» DATA SHOWN:
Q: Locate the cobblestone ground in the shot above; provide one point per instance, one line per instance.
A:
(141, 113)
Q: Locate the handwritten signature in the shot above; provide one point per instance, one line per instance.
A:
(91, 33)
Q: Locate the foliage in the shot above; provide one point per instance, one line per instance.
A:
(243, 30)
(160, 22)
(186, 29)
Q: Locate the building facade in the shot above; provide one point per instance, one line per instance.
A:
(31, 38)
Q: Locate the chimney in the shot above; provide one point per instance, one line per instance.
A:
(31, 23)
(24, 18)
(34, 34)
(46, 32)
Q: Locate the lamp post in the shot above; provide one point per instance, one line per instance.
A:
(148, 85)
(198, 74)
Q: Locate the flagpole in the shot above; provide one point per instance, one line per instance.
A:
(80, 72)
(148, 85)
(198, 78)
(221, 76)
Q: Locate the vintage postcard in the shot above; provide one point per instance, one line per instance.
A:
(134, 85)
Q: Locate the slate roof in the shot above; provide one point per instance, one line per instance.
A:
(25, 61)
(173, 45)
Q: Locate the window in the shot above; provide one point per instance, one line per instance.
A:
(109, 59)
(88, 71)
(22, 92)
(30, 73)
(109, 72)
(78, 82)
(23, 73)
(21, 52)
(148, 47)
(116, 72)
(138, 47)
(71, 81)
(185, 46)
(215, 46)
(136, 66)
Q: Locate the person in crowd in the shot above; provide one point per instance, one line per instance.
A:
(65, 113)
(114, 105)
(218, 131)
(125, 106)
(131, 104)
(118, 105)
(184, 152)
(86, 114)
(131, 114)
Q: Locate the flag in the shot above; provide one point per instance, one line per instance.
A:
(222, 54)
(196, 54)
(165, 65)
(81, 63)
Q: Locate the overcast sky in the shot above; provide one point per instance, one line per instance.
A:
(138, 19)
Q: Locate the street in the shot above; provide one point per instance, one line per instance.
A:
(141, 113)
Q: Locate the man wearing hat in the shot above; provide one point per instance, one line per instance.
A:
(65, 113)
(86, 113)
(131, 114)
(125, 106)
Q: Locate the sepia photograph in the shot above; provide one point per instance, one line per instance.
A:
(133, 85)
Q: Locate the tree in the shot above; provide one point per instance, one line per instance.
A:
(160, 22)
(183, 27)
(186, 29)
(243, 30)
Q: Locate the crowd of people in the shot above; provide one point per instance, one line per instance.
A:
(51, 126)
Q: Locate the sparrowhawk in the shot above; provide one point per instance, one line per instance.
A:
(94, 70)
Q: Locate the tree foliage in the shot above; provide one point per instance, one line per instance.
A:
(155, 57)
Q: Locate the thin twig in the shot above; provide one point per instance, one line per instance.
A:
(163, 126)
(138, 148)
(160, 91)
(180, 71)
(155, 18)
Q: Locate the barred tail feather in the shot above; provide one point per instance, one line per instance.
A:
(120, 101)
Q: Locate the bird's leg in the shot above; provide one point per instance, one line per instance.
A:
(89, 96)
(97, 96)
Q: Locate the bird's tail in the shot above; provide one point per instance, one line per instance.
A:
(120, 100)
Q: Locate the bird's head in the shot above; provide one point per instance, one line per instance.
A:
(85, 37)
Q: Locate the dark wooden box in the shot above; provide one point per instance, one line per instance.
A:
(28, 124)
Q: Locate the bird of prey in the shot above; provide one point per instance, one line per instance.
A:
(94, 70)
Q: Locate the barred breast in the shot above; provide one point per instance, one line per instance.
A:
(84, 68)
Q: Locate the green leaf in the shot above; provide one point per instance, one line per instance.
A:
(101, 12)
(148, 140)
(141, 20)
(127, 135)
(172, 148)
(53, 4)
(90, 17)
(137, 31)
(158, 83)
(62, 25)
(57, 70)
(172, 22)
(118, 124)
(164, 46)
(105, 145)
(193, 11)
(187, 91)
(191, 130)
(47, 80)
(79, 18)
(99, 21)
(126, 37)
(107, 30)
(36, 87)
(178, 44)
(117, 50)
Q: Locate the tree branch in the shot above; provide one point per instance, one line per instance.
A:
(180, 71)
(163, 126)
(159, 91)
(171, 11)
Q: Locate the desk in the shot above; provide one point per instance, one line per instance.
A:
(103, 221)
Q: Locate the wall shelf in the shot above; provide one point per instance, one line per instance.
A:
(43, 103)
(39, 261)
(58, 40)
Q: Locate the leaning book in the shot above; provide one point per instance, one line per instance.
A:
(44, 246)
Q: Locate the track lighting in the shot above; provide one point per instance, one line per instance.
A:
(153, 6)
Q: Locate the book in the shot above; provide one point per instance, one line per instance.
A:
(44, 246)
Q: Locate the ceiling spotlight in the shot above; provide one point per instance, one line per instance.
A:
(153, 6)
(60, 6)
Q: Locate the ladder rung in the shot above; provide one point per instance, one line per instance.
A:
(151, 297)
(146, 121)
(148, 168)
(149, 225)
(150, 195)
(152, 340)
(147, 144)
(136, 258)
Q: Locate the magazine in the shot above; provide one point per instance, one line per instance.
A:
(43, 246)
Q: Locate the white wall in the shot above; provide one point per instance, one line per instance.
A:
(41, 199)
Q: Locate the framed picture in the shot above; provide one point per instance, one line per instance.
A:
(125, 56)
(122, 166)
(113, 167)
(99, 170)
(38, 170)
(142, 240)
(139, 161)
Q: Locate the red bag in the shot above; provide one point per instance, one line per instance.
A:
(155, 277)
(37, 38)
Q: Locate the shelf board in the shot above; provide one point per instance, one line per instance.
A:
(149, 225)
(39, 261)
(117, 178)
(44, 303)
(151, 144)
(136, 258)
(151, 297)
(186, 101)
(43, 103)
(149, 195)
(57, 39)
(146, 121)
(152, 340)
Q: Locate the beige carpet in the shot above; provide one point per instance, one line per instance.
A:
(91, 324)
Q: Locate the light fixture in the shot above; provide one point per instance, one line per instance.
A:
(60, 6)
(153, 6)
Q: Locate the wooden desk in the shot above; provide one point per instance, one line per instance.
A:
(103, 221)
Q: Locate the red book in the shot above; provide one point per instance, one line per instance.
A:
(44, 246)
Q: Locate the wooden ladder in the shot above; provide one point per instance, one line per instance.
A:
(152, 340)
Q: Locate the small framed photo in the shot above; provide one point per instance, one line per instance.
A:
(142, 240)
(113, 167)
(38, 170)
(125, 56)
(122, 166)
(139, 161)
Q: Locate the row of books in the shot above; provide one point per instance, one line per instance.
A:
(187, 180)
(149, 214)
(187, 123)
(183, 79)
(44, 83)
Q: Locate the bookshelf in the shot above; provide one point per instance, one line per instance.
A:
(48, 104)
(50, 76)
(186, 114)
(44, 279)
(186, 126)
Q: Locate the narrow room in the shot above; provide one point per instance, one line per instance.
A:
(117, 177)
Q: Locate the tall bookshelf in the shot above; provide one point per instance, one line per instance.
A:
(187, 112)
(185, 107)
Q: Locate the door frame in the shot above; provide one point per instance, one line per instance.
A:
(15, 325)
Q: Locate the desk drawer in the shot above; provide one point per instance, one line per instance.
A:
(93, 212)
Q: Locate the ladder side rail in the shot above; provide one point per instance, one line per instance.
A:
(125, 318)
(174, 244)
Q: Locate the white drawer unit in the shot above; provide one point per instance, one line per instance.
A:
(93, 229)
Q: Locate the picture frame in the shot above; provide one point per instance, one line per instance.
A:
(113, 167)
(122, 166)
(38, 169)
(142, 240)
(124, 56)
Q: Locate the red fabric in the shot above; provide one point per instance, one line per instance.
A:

» TASK BRIEF: Set down all of the data above again, exactly.

» EXERCISE ANSWER:
Q: Locate the cobblestone ground in the shot above; provide one point per instance, one line per instance.
A:
(141, 113)
Q: Locate the handwritten signature in the shot above; provide one point per instance, one line per instance.
A:
(91, 33)
Q: Locate the foliage in the shot above; provide one point per instance, one line per instance.
A:
(243, 30)
(160, 22)
(186, 29)
Q: Locate the building facade in the shot above; provide one point per instance, one line per instance.
A:
(31, 38)
Q: Locate the chimney in the shot above; provide one point per instance, one line per instance.
A:
(31, 23)
(24, 18)
(34, 34)
(46, 32)
Q: Locate the lamp post in the shot above; provide one point per instance, one line per instance.
A:
(148, 85)
(198, 74)
Q: Locate the flagpole in the shot above; provide one point per instance, one line per instance.
A:
(80, 72)
(148, 85)
(198, 78)
(221, 76)
Q: Locate the vintage postcard in the shot above; provide one point per instance, one line per instance.
A:
(134, 85)
Q: Locate the slate roof in the shot above; provide one point per instance, one line per instance.
A:
(25, 61)
(173, 45)
Q: Locate the window in the shot above; provide one point per instance, one line per instance.
A:
(109, 59)
(88, 71)
(22, 92)
(30, 73)
(109, 72)
(78, 82)
(23, 73)
(21, 52)
(148, 47)
(116, 72)
(138, 47)
(71, 81)
(185, 46)
(215, 46)
(136, 66)
Q: Locate the person in crowd in the shot above; provide one point per instance, one line per instance.
A:
(65, 113)
(114, 105)
(218, 131)
(125, 106)
(131, 104)
(118, 105)
(184, 152)
(86, 114)
(131, 114)
Q: Locate the flag in the shot above; provide one point per instance, one line per instance.
A:
(222, 54)
(196, 54)
(165, 65)
(81, 63)
Q: Locate the overcast sky in the shot above; provide one point per instance, one line per instance.
A:
(138, 19)
Q: Locate the street in the shot above; provide one point per instance, one line per instance.
A:
(141, 113)
Q: Locate the man wearing hat in the shot above; provide one point per instance, one line per instance.
A:
(65, 113)
(86, 113)
(131, 114)
(125, 106)
Q: Locate the sepia photograph in the shot above; provide one point per instance, one line per instance.
A:
(133, 85)
Q: Locate the tree in the shot above; provide one point per instance, one line per instance.
A:
(160, 22)
(183, 27)
(186, 29)
(243, 30)
Q: Locate the crowd of people in the shot above; provide one point per instance, one line per instance.
A:
(51, 126)
Q: Locate the sparrowhawk in the shot above; provide one point per instance, one line per instance.
A:
(94, 70)
Q: Locate the tree foliage in the shot above; provide one point per instance, one line per instance.
A:
(155, 57)
Q: Locate the thin twig in the shot above; provide one point per instance, one line per instance.
A:
(163, 126)
(138, 148)
(160, 91)
(180, 71)
(155, 18)
Q: Locate the barred tail feather in the shot above; provide one point per instance, one line per instance.
A:
(120, 101)
Q: Locate the bird's leg in the shot above; provide one point per instance, one line per instance.
A:
(89, 96)
(97, 96)
Q: Locate the bird's tail in the shot above; provide one point per instance, one line per instance.
A:
(120, 100)
Q: Locate the bird's head in the shot above; provide one point per instance, one line per instance.
A:
(85, 37)
Q: Locate the dark wooden box in the shot above; provide one point per instance, one line per instance.
A:
(28, 124)
Q: Locate the bird of prey in the shot above; provide one point per instance, one line per instance.
A:
(94, 70)
Q: Locate the barred breast in the shot above; provide one point per instance, one line per instance.
A:
(84, 68)
Q: Locate the green leaf in the shot above; provide one point per instance, one line per instance.
A:
(101, 12)
(148, 140)
(141, 20)
(127, 135)
(172, 148)
(53, 4)
(90, 17)
(137, 31)
(158, 83)
(62, 25)
(57, 70)
(172, 22)
(118, 124)
(164, 46)
(105, 145)
(193, 11)
(187, 91)
(191, 130)
(47, 80)
(79, 18)
(99, 21)
(126, 37)
(107, 30)
(36, 87)
(178, 44)
(117, 50)
Q: Locate the tree branch in the shot above; provide one point per instance, one line per instance.
A:
(180, 71)
(163, 126)
(159, 91)
(171, 11)
Q: Locate the desk in the shot above; provide one point per instance, one line per instance.
A:
(103, 221)
Q: Locate the wall shelf in the shot above; provide one point per instance, one line per instance.
A:
(43, 103)
(39, 261)
(58, 40)
Q: Locate the leaning book in the shot above; provide one point per instance, one line per instance.
A:
(44, 246)
Q: Locate the track lighting in the shot above; provide one point per instance, one line per instance.
A:
(153, 6)
Q: Locate the book in the shot above; provide one point per instance, one line per instance.
A:
(44, 246)
Q: Locate the ceiling spotlight in the shot above; provide one point per instance, one line per instance.
A:
(153, 6)
(60, 6)
Q: Locate the ladder rung in the shot above; provide one point per instance, one line per instance.
A:
(151, 297)
(146, 121)
(148, 168)
(149, 225)
(150, 195)
(152, 340)
(147, 144)
(136, 258)
Q: Locate the magazine in the shot above; provide one point per instance, one line per instance.
A:
(43, 246)
Q: Locate the white wall in the shot above; provide one point per instance, one line per instance.
A:
(41, 199)
Q: Locate the framed picture in the shot above; provide one point per instance, one line per instance.
A:
(125, 56)
(122, 166)
(113, 167)
(99, 170)
(38, 170)
(142, 240)
(139, 161)
Q: Locate the red bag in the shot above; provide one point per instance, one line per instance.
A:
(155, 277)
(37, 38)
Q: Locate the shelf board in the shot above; provide one point per instance, one line per instance.
A:
(149, 225)
(39, 261)
(117, 178)
(44, 303)
(151, 144)
(136, 258)
(151, 297)
(186, 101)
(43, 103)
(149, 195)
(57, 39)
(146, 121)
(152, 340)
Q: Locate the beige carpet in the shot above; provide one point per instance, one line per instance.
A:
(91, 324)
Q: Locate the light fixture in the shot above; provide one point per instance, one line per instance.
A:
(60, 6)
(153, 6)
Q: Locate the wooden desk in the shot above; provide one point per instance, one line per instance.
A:
(103, 221)
Q: Locate the red book in the shot above; provide one point per instance, one line per instance.
A:
(44, 246)
Q: Locate the wooden ladder in the shot above; provide one point per instance, one line per instance.
A:
(152, 340)
Q: Locate the small framed photo in the shot above; provide one point per instance, one line per instance.
A:
(142, 240)
(113, 167)
(38, 170)
(125, 56)
(122, 166)
(139, 161)
Q: Locate the row of books in the shot above; provide one point per instance, one line per instance.
A:
(187, 180)
(149, 214)
(187, 123)
(183, 79)
(44, 83)
Q: Locate the bookshelf in the shot above; provide one point per instance, one line per instance.
A:
(48, 104)
(50, 76)
(186, 114)
(44, 279)
(186, 126)
Q: Locate the narrow room in the shot above; provide one point per instance, one line per instance.
A:
(117, 177)
Q: Locate the tall bookshelf in the shot above; provide one point per instance, one line per instance.
A:
(187, 112)
(185, 107)
Q: Locate the door frame in the shot above; provide one point per instance, one line per instance.
A:
(15, 325)
Q: Locate the desk drawer in the shot above; provide one point per instance, one line per instance.
A:
(93, 212)
Q: Locate the ladder side rail in the shot above; provide one point per instance, one line per instance.
A:
(125, 318)
(174, 244)
Q: Locate the white drawer unit in the shot above; provide one point per instance, one line per instance.
A:
(93, 229)
Q: Locate the picture frame in the shot above; provide one point per instance, one line per instance.
A:
(113, 167)
(122, 166)
(38, 169)
(142, 240)
(124, 56)
Q: Locate the red fabric in the shot above; provide one point per instance, one line per instance.
A:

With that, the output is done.